[SOURCE MATERIAL]

BEGIN

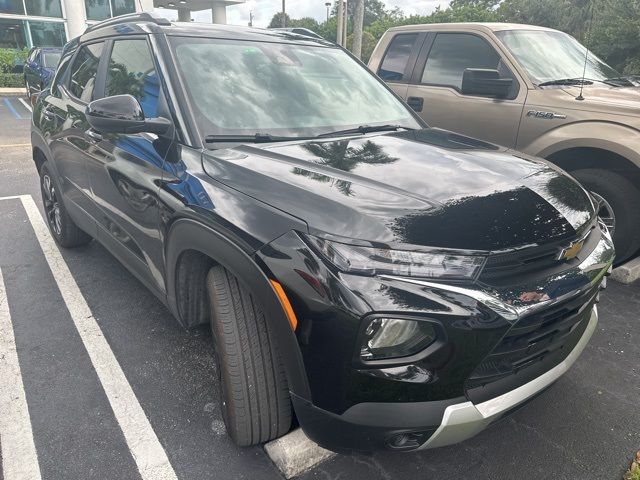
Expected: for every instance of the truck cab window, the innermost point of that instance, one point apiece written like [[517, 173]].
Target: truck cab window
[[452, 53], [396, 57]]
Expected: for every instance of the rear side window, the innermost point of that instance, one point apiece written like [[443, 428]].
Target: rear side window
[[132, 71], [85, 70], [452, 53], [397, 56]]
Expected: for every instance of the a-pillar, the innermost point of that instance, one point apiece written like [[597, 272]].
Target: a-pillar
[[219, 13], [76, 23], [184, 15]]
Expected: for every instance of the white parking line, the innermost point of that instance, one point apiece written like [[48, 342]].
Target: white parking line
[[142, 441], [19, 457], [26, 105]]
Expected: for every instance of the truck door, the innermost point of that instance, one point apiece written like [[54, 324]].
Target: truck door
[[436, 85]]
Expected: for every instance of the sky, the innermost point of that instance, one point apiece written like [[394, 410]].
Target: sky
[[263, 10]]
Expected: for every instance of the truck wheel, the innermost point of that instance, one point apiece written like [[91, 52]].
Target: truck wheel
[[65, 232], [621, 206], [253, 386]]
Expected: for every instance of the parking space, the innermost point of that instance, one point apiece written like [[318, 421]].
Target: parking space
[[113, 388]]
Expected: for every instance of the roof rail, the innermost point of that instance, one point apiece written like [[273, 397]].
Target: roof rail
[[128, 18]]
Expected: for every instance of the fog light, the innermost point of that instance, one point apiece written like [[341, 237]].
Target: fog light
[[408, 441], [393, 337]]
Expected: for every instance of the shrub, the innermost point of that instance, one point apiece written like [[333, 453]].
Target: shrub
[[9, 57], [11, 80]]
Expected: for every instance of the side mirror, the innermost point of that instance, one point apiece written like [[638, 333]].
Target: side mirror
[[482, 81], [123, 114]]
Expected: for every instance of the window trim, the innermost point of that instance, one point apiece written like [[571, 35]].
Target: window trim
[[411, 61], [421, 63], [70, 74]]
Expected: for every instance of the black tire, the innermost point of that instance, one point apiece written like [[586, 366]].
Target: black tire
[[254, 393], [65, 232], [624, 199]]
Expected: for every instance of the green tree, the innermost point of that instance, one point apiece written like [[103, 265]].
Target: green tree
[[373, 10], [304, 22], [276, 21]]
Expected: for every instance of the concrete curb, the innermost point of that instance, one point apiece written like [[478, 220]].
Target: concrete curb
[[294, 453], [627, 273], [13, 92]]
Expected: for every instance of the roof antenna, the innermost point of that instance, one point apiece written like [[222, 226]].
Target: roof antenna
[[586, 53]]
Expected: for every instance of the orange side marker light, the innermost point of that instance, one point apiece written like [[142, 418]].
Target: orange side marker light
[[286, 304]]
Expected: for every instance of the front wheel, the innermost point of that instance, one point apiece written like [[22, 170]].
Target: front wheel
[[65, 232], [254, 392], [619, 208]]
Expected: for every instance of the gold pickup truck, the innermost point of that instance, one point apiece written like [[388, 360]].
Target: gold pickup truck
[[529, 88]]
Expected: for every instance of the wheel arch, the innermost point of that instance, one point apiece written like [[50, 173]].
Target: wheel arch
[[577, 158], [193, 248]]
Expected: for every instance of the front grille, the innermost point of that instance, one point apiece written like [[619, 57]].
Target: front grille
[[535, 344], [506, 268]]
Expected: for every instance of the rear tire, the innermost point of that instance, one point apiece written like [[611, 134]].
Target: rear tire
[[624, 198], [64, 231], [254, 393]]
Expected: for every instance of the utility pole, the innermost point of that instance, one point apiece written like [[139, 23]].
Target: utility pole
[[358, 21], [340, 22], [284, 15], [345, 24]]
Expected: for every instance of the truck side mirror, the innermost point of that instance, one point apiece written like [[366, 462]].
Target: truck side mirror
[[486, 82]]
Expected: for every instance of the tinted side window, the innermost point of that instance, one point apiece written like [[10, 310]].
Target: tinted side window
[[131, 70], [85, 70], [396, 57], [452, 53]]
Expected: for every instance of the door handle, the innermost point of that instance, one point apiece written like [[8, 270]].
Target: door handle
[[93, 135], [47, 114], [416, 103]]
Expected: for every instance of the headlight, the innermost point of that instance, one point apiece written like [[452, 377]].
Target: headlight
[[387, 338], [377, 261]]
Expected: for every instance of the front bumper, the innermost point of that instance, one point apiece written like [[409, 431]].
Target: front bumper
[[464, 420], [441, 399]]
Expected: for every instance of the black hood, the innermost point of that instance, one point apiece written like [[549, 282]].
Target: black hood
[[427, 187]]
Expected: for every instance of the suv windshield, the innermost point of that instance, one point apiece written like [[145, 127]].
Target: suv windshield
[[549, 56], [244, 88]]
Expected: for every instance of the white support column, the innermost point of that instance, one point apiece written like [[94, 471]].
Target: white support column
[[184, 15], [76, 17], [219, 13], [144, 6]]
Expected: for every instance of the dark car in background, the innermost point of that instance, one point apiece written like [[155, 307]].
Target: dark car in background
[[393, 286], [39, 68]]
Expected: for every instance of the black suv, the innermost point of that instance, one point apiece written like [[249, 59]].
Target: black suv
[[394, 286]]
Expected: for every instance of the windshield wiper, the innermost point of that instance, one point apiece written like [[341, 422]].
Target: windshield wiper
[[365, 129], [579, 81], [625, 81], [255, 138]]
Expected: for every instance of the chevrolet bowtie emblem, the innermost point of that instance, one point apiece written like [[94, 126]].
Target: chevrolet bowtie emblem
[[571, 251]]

END
BEGIN

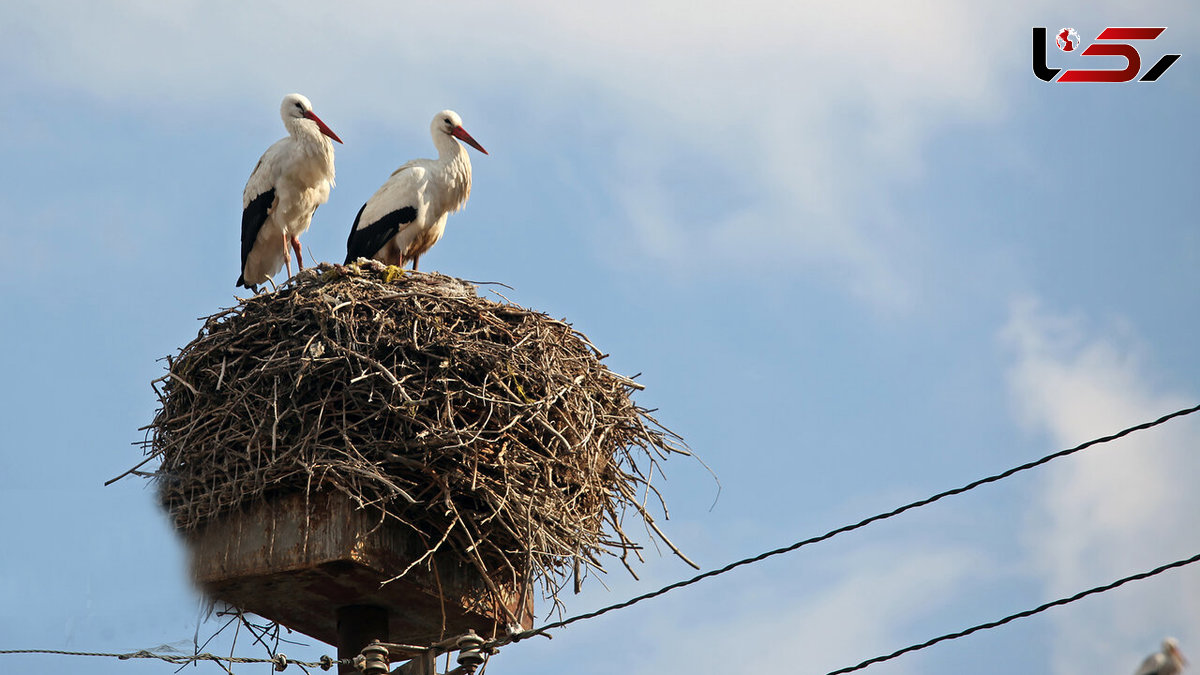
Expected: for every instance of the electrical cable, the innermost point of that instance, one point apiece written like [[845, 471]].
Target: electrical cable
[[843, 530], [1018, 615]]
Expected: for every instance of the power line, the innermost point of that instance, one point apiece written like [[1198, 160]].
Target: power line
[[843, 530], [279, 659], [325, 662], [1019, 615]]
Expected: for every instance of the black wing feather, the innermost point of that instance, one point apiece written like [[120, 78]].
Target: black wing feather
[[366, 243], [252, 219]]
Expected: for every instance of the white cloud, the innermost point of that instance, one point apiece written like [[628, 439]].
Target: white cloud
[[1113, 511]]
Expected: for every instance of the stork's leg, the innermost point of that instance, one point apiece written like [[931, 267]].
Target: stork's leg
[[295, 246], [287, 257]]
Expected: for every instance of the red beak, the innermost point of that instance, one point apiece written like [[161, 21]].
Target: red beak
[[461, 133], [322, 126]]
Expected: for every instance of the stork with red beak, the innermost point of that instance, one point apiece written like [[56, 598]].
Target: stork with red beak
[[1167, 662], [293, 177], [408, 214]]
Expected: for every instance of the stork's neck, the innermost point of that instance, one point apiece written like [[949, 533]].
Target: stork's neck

END
BEGIN

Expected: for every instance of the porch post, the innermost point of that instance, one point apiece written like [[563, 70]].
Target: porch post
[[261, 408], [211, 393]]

END

[YOUR INSTRUCTIONS] Going over every line of the entries, tally those containing the string "neck" and report only the figure.

[ANSWER AREA] 2